SOURCE EXTRACT:
··········

May 27, 2013

Cereal Confidential (Pt.1)

Whole grain! High fiber! Good source of vitamins & minerals! May help lower cholesterol (as part of an overall healthy diet & lifestyle that includes tons of vegetables and fruits and even tons more exercise)! May help your firstborn get into Harvard (as part of an overall nose-to-the-grindstone lifestyle that includes playing the oboe, being captain of the debate team, acing the S.A.T., and discovering the cure for cancer for the science fair junior year)! May give you superpowers! May help you become the Next Iron Chef!
 
Cereal boxes make an awful lot of interesting claims, don’t they? Whether what’s inside are flakes, puffs, balls, marshmallows, freeze-dried strawberries, or organic, whole-grains that have been pampered, protected, and have never seen a day of work in their lives, there’s far more lurking in those boxes than you might realize.

What’s so ridiculous surprising about cereal? Read on.


In an effort to keep with my resolution to blog more (really, I should call it a promise, because that makes it seem like I’m doing something nice for myself and takes the pressure off), I’ll have to keep this one simple. The truth is, I could write ten posts about “whole grains” and how they’re not as holy (*wink, wink*) as we think they are—and that probably wouldn’t even scratch the surface. I could write another ten about sugar, the genetically modified corn, soy, and wheat some cereals contain, and maybe another ten about artificial colors and flavors. So instead of getting wrapped up in the minutia (not to mention entangled in the environmental and political debates some of these issues stir up), I’ll stick with the basics.

··········

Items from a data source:
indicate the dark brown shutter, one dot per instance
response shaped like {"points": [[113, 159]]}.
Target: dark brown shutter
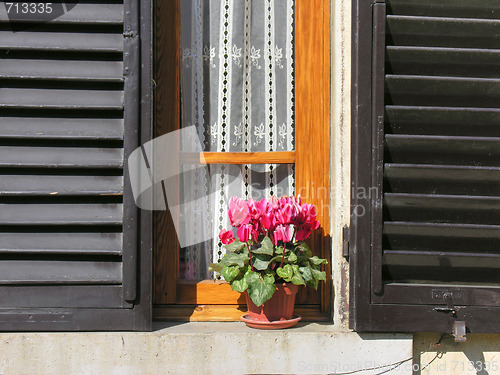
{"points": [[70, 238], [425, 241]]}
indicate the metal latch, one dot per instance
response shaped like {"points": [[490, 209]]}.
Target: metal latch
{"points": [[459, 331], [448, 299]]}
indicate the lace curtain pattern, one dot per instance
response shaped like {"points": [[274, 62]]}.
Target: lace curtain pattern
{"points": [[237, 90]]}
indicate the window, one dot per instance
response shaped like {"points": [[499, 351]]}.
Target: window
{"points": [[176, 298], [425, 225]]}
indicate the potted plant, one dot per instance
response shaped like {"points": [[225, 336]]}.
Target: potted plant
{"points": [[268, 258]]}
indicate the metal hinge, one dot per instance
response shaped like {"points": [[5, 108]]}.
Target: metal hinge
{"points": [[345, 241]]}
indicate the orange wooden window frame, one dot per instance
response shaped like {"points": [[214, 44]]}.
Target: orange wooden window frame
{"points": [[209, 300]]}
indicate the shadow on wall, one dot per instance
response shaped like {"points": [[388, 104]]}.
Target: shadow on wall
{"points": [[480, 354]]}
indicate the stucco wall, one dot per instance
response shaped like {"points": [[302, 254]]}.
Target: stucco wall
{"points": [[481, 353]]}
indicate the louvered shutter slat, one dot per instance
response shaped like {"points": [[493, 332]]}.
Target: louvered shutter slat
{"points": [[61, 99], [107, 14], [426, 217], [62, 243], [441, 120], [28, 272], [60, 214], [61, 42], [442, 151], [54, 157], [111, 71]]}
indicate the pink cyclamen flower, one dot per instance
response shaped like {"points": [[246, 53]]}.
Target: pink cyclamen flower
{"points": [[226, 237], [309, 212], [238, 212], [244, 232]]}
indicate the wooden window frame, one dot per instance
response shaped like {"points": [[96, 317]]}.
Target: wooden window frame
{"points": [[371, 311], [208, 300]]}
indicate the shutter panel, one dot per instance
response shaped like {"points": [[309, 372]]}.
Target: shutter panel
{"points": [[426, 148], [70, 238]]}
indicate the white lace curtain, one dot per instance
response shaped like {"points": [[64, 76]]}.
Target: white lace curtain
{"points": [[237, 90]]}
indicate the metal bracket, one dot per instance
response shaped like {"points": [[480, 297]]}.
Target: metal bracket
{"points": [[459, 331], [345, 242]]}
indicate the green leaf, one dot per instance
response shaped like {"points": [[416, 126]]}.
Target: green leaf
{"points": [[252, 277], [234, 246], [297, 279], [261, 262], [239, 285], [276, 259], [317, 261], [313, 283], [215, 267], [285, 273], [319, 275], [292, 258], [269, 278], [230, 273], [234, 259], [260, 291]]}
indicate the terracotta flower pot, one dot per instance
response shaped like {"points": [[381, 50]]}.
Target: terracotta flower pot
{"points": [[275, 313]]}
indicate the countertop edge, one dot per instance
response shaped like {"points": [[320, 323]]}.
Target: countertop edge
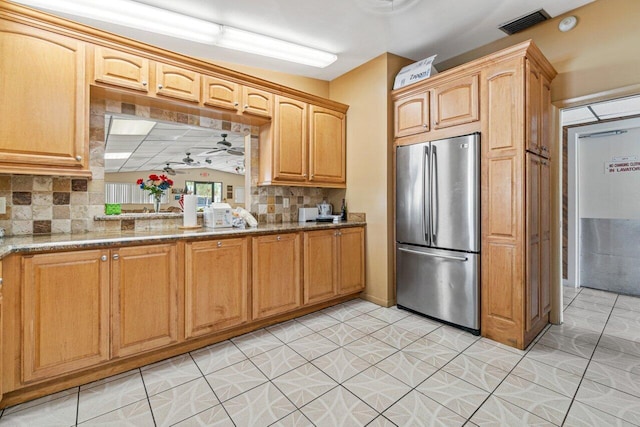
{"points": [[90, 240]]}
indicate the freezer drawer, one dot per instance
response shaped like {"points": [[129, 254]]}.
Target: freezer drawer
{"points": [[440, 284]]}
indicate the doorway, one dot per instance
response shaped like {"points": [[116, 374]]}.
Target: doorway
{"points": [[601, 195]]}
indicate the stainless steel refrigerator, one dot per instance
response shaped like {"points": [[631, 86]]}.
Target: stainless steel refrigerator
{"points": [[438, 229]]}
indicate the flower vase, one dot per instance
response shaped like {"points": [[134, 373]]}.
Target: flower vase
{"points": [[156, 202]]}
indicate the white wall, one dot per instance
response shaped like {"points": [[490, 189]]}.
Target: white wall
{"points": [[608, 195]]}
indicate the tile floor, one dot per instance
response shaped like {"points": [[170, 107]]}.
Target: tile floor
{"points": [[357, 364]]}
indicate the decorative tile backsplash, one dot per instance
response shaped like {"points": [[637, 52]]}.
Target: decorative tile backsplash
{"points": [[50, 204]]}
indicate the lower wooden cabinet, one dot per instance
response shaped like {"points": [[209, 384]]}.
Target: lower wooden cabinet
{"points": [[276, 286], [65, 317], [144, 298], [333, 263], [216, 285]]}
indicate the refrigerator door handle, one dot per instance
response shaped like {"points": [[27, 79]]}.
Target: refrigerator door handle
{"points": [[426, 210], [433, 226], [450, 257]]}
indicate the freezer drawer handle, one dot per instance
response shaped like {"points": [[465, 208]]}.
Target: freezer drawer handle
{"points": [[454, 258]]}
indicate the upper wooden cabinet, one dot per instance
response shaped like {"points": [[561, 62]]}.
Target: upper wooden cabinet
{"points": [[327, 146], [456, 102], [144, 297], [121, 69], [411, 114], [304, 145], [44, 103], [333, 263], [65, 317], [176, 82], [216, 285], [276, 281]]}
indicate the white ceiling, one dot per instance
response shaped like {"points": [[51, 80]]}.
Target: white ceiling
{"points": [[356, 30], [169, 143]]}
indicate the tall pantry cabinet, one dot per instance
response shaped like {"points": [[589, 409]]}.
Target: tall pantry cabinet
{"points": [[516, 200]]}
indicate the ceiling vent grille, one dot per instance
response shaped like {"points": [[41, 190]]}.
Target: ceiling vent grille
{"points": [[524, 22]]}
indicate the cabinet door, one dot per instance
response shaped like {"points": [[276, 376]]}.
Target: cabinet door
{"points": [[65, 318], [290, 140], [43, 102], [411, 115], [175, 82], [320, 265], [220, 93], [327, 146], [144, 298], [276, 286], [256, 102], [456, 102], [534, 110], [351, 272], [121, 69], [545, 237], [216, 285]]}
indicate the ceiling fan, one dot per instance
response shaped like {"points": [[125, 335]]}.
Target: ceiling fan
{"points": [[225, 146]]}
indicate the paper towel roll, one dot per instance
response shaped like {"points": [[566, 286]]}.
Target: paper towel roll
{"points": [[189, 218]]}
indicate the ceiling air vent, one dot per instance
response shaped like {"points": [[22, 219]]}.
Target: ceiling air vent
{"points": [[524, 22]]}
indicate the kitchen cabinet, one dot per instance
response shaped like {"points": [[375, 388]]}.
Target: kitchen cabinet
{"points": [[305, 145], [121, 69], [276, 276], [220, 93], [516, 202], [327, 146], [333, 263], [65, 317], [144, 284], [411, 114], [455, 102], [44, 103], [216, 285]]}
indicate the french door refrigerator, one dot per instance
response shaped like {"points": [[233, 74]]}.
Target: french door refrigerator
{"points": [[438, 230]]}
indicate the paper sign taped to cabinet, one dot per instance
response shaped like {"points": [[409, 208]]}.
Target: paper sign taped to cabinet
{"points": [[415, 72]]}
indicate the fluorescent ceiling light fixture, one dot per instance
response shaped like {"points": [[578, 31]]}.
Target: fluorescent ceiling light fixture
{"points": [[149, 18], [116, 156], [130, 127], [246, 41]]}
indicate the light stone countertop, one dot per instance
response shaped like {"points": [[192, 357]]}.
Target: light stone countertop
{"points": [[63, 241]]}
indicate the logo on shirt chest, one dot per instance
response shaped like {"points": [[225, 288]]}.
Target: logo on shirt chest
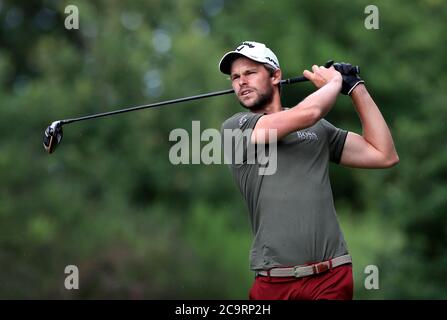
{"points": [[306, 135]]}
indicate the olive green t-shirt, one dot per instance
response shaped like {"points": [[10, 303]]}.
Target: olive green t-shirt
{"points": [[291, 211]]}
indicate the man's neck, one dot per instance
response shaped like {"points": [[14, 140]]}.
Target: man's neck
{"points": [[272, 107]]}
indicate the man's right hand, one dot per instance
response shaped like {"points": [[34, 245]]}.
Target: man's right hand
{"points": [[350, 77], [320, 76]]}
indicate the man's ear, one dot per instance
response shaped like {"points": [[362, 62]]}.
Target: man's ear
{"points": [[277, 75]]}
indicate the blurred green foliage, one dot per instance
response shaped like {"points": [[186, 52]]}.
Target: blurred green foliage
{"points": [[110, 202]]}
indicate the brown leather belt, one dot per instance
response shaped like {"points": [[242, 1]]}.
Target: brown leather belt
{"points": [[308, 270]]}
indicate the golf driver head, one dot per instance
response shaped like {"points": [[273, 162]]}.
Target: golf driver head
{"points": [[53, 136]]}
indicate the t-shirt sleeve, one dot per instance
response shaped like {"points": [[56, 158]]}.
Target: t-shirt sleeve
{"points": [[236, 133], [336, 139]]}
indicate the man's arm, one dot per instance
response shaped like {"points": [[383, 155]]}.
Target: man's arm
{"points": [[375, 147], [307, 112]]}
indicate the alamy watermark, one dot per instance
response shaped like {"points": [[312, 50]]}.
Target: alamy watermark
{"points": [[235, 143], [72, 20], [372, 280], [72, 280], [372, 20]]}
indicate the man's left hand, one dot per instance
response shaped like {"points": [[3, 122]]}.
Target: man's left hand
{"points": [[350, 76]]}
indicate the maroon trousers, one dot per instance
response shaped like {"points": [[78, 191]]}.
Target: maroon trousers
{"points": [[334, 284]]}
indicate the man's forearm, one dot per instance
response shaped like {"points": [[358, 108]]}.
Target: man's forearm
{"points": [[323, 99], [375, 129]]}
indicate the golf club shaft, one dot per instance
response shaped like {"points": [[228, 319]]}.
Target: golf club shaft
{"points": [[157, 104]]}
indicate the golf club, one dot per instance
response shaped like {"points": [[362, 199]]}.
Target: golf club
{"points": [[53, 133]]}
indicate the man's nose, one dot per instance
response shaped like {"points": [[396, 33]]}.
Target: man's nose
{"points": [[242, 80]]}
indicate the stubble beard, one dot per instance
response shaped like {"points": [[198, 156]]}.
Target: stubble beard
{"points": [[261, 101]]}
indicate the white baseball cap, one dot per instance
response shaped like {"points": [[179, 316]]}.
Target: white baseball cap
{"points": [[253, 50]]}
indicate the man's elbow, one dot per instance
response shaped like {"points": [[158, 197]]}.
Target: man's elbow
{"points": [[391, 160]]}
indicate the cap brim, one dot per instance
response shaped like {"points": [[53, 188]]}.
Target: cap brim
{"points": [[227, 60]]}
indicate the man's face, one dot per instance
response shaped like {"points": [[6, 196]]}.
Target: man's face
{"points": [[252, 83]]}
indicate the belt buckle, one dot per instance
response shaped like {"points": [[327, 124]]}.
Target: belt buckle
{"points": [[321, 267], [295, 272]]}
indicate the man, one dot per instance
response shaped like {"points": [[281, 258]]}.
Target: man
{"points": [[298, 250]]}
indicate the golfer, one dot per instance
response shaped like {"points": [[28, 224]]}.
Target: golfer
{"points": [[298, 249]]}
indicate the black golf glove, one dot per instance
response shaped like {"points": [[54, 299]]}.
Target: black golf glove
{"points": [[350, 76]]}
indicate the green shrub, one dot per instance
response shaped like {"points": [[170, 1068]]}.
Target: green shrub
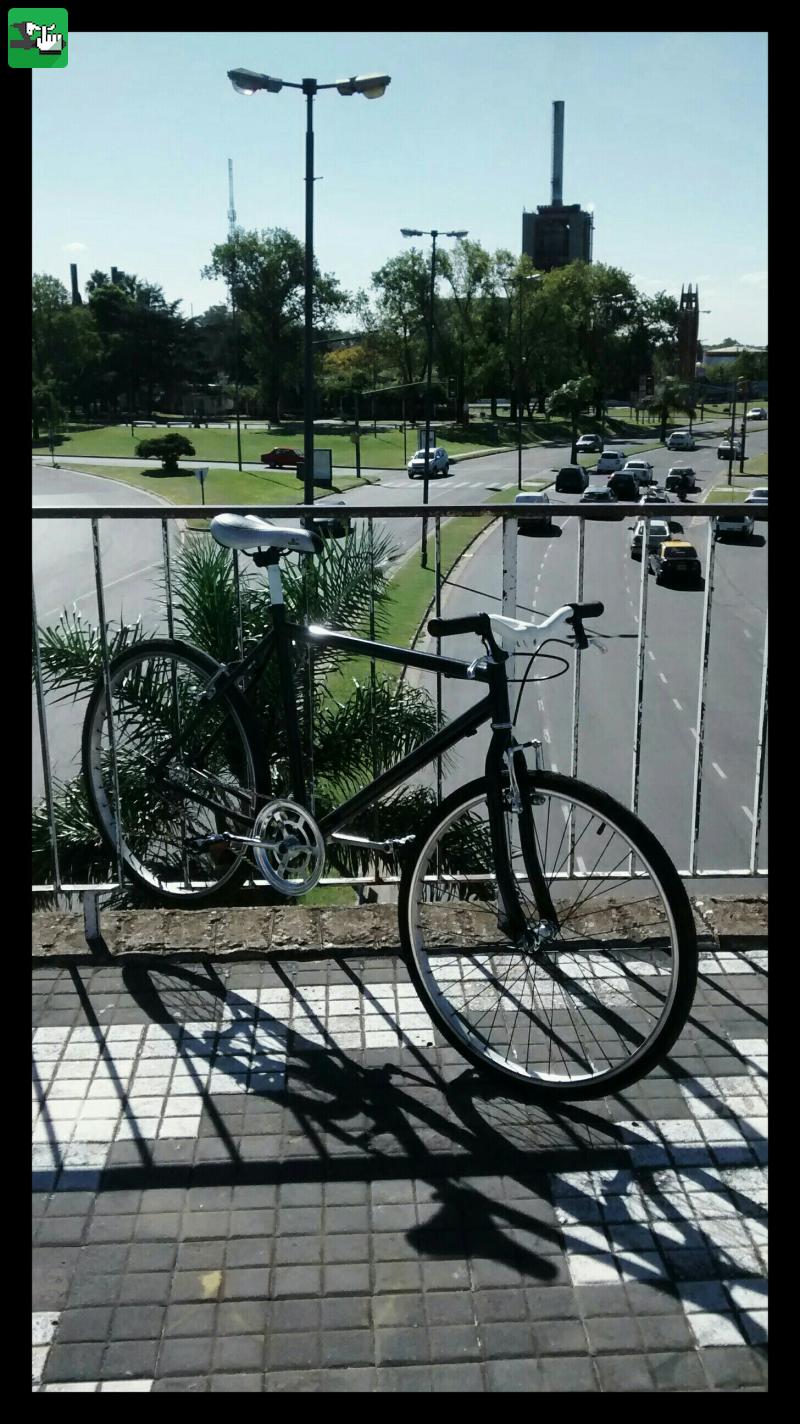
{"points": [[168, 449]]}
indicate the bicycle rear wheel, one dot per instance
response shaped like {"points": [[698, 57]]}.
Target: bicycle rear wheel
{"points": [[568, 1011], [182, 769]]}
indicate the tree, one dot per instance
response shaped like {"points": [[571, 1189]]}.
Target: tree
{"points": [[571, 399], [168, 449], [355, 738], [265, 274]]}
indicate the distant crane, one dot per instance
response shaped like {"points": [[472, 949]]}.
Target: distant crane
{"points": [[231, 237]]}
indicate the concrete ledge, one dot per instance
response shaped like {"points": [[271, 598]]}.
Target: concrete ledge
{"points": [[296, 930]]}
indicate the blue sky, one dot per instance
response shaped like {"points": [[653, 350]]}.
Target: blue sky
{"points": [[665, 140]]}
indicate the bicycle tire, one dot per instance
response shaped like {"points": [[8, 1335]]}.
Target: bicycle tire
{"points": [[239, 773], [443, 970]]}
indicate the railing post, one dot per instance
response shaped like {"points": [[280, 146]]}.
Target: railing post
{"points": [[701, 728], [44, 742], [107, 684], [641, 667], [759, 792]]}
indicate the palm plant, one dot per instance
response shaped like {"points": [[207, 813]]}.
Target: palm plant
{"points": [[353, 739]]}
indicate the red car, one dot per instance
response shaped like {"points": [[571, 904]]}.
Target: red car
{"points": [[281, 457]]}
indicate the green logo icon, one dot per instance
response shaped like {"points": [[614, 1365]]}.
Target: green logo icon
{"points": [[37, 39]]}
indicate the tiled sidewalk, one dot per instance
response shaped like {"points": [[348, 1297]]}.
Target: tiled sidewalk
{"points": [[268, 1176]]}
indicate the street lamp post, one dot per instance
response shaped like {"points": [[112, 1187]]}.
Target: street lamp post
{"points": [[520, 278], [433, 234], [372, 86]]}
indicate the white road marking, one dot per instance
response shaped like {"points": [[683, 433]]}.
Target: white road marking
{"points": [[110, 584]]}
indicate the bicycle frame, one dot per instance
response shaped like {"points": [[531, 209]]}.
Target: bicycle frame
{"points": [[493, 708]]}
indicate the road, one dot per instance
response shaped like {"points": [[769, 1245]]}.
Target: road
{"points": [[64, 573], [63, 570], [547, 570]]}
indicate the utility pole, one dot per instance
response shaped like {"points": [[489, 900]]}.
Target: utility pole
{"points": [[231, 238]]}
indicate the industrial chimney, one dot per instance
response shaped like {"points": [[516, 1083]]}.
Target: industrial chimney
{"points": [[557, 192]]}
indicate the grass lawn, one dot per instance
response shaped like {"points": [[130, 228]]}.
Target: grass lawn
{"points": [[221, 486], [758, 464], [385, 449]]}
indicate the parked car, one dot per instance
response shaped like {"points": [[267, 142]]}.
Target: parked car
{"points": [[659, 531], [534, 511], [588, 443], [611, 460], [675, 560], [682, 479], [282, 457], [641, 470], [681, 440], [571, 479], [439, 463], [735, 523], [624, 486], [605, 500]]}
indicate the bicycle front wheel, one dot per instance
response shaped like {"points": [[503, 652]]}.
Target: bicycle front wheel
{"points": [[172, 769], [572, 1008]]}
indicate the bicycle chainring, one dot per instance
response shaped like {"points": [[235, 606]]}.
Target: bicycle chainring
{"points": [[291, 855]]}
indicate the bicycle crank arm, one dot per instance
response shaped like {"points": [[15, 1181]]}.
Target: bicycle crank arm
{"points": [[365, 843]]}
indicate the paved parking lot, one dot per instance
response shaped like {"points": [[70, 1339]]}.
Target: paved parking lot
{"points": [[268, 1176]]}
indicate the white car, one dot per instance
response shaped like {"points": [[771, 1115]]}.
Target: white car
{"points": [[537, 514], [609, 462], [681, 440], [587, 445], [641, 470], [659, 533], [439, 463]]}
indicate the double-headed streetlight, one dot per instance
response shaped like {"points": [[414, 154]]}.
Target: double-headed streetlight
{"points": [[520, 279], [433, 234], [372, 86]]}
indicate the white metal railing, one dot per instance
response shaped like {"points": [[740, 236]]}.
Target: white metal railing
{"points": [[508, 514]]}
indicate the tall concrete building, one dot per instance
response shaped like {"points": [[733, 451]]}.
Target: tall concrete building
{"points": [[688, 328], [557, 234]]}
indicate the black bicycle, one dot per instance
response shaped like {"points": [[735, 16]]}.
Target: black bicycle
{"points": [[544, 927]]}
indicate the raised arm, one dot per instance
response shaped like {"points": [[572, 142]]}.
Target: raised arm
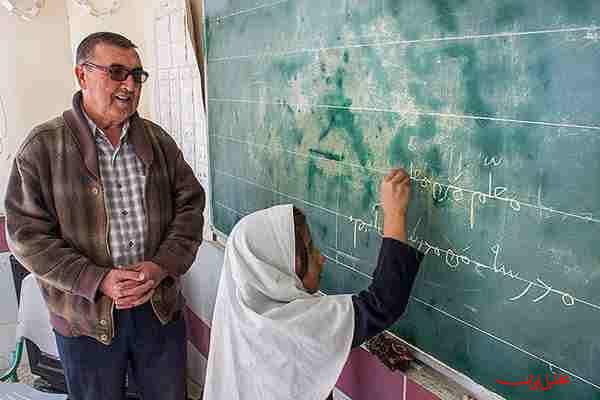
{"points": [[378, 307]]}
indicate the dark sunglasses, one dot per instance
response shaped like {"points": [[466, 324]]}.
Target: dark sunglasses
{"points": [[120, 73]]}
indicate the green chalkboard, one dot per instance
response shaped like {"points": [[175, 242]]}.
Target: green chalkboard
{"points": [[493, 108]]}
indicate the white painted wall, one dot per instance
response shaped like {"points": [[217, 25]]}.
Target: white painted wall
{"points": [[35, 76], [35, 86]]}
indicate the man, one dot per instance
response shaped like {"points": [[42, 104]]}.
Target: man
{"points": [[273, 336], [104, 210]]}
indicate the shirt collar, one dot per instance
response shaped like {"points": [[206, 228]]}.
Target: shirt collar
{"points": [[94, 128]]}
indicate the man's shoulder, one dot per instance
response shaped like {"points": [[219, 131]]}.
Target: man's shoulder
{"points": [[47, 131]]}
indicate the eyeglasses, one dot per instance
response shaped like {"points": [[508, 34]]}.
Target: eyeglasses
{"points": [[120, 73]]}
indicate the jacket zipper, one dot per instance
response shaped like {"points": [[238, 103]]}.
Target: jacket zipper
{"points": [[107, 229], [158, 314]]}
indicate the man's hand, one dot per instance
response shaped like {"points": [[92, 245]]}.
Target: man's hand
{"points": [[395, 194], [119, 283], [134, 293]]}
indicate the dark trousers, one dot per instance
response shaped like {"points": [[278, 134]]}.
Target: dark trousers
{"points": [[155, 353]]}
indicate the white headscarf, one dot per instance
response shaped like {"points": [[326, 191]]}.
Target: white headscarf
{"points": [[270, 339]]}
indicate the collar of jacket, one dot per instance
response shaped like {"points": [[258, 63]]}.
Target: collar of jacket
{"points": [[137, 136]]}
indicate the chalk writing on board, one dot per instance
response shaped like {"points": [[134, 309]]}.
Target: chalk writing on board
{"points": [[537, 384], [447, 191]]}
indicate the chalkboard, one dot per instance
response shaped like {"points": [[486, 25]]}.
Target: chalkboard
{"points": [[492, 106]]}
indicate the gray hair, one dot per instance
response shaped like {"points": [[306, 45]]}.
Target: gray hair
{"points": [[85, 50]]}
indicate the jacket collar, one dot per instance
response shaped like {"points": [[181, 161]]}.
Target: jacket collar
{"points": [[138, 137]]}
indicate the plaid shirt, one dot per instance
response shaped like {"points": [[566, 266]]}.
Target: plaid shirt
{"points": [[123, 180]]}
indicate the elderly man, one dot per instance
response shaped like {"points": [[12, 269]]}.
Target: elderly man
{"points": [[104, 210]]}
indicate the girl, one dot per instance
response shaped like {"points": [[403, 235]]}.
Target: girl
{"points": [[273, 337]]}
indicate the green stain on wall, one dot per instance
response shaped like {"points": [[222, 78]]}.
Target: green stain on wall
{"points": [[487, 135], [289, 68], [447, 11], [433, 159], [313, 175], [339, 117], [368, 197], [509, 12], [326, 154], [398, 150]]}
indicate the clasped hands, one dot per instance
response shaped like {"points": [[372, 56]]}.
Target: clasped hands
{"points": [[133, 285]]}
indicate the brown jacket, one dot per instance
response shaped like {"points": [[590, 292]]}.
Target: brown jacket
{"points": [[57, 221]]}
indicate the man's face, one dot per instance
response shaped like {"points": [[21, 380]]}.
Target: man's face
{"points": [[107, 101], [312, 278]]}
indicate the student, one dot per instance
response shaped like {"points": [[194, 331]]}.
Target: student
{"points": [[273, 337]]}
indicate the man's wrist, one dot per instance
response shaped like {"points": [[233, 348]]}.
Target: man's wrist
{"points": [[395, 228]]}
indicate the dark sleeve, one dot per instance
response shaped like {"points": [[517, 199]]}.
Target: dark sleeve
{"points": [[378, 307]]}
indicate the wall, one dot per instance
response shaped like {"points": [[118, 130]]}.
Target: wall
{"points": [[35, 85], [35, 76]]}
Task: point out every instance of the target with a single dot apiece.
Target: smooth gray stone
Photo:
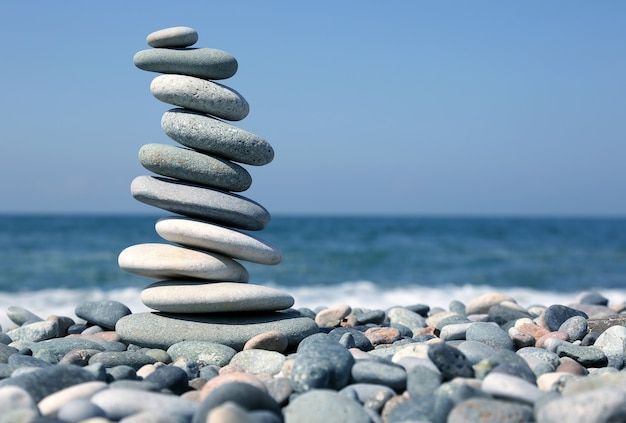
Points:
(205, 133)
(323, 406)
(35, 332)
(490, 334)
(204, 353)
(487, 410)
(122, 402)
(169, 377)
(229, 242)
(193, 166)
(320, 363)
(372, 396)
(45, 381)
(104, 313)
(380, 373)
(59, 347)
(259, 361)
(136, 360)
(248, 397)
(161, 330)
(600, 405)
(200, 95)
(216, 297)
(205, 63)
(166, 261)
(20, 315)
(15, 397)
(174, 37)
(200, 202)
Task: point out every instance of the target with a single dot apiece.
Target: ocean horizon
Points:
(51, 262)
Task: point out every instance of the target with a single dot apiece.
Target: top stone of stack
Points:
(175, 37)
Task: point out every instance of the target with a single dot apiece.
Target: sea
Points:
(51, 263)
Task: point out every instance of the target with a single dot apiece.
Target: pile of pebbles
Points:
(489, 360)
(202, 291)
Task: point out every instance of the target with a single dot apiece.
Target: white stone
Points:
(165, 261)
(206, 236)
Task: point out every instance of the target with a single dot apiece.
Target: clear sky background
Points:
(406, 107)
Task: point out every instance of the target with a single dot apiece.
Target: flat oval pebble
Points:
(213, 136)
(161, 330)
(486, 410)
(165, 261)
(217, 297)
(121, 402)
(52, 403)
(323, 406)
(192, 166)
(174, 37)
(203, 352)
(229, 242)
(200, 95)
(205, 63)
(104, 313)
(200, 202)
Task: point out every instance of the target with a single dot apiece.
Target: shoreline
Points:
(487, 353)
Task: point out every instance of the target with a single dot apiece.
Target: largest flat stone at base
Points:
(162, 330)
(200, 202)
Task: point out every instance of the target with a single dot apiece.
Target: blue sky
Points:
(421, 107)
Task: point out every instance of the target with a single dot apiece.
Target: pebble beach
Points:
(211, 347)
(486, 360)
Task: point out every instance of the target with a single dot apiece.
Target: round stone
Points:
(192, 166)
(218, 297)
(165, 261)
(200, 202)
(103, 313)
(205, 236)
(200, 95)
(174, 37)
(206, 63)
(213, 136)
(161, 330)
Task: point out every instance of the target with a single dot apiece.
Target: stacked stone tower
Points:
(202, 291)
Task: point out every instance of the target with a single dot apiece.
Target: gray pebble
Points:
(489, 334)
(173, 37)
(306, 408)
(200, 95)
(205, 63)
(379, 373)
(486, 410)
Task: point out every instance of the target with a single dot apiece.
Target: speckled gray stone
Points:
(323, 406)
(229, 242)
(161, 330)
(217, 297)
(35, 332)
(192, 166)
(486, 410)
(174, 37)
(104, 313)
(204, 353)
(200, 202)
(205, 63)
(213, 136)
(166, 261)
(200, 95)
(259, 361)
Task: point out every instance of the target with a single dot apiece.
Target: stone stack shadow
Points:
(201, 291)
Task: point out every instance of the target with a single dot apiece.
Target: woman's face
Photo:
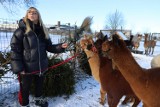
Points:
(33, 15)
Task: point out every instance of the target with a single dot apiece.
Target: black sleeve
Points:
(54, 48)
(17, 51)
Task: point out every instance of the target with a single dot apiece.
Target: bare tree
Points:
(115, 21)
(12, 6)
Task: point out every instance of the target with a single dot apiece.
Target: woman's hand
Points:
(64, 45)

··········

LIST OF TASKS:
**A.** Decide whether each statement below agrees with the cereal post, answering yes or no and quoting the words from the post that settle it: (i) The post is dated May 27, 2013. (ii) The writer expects that ten posts about "whole grains" would fully cover the topic. (iii) The writer chooses to take up the environmental and political debates around cereal.
**B.** From the cereal post, write out the stretch from "Cereal Confidential (Pt.1)" through "Next Iron Chef!".

WRITTEN ANSWERS:
**A.**
(i) Yes: "May 27, 2013"
(ii) No: "and that probably wouldn’t even scratch the surface"
(iii) No: "I’ll stick with the basics"

**B.**
Cereal Confidential (Pt.1)

Whole grain! High fiber! Good source of vitamins & minerals! May help lower cholesterol (as part of an overall healthy diet & lifestyle that includes tons of vegetables and fruits and even tons more exercise)! May help your firstborn get into Harvard (as part of an overall nose-to-the-grindstone lifestyle that includes playing the oboe, being captain of the debate team, acing the S.A.T., and discovering the cure for cancer for the science fair junior year)! May give you superpowers! May help you become the Next Iron Chef!